● **Material for this exercise**
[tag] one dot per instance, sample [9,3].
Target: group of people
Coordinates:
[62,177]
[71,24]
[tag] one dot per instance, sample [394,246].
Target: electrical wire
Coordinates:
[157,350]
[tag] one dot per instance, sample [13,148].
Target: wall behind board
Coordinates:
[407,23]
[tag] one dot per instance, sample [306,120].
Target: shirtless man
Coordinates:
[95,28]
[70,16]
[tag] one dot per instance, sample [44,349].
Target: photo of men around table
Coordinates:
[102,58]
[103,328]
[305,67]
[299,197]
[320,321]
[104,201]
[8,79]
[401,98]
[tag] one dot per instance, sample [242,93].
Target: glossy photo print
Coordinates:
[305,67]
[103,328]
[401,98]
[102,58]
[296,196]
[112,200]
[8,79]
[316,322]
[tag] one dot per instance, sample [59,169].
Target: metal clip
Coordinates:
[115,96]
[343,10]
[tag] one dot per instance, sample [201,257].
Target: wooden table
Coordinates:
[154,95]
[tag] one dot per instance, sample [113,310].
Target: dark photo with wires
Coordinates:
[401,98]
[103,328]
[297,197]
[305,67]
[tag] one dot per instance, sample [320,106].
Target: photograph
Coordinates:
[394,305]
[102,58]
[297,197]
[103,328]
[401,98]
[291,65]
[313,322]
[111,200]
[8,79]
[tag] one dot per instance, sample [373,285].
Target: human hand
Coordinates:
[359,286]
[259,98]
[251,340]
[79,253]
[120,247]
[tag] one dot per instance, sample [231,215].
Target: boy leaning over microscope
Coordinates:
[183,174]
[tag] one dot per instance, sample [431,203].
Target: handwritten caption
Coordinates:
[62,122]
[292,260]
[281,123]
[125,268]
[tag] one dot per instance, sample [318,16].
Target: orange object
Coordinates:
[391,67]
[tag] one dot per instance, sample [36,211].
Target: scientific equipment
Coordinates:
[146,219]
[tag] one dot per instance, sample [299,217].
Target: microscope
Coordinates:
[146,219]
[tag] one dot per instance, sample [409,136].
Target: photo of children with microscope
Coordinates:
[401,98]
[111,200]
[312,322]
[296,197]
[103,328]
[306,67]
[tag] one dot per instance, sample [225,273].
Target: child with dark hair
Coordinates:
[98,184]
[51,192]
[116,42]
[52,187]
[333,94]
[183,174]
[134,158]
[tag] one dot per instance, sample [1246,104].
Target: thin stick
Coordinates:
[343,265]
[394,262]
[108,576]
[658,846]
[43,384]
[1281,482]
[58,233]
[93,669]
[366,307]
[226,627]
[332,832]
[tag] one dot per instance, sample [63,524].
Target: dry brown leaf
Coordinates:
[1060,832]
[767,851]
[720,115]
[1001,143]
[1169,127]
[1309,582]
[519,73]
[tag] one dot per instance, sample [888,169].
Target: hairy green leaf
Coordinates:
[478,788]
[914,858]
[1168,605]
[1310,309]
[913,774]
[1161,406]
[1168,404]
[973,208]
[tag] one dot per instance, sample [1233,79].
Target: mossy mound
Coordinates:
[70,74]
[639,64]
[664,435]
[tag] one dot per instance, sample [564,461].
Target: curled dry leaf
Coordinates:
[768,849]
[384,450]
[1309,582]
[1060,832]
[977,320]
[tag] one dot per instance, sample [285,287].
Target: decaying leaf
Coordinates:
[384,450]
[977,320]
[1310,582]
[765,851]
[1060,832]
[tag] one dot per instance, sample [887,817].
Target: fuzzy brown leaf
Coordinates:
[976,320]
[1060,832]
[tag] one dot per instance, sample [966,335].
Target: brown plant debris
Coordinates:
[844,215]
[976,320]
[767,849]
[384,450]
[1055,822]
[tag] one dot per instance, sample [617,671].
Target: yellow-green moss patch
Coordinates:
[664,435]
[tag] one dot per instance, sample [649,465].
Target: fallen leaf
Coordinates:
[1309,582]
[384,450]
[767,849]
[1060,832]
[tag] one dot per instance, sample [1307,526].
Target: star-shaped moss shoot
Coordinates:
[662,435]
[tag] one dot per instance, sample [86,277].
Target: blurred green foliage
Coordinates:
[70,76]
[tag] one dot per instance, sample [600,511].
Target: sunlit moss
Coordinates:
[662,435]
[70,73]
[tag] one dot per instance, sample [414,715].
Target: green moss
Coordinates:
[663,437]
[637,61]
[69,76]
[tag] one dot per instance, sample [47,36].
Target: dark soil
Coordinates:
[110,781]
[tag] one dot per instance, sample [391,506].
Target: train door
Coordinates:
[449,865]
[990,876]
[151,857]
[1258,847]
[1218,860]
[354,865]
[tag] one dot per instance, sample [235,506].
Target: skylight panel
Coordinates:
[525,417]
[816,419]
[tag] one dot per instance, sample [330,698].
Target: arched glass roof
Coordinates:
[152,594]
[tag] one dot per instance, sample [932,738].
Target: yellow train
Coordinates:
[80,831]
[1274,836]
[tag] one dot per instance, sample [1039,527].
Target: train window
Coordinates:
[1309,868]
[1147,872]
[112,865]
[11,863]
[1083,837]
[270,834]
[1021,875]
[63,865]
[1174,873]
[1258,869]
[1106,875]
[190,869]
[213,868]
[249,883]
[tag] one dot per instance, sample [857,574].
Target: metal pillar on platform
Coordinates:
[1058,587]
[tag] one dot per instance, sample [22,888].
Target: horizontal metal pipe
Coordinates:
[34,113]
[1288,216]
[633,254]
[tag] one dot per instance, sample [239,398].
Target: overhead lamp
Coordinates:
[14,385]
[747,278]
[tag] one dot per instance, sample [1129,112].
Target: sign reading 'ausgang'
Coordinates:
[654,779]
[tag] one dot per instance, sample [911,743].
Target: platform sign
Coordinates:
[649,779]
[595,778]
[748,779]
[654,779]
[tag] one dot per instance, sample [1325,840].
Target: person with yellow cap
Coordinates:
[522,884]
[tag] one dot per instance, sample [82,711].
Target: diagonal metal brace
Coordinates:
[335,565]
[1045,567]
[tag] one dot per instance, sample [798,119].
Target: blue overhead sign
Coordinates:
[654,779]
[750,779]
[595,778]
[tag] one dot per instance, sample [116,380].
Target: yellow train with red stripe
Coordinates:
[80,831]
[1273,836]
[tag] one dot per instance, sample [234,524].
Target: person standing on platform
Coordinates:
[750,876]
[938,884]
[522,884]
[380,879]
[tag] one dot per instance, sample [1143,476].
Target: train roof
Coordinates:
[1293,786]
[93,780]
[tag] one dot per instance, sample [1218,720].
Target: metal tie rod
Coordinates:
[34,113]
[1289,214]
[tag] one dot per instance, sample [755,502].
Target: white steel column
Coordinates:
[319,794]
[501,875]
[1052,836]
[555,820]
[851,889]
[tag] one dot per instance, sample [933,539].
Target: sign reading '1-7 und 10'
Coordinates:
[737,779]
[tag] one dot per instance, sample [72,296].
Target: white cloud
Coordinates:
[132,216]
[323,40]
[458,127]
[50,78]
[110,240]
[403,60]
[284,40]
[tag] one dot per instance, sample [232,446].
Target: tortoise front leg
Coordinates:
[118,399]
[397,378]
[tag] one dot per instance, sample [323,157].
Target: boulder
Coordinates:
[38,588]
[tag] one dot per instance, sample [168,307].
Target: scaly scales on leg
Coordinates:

● **Try it**
The answer must consist of every line in the records above that contains the word "reading".

● **Result of this task**
Target: sign reading 'ausgang'
Target: sign reading '1-7 und 10'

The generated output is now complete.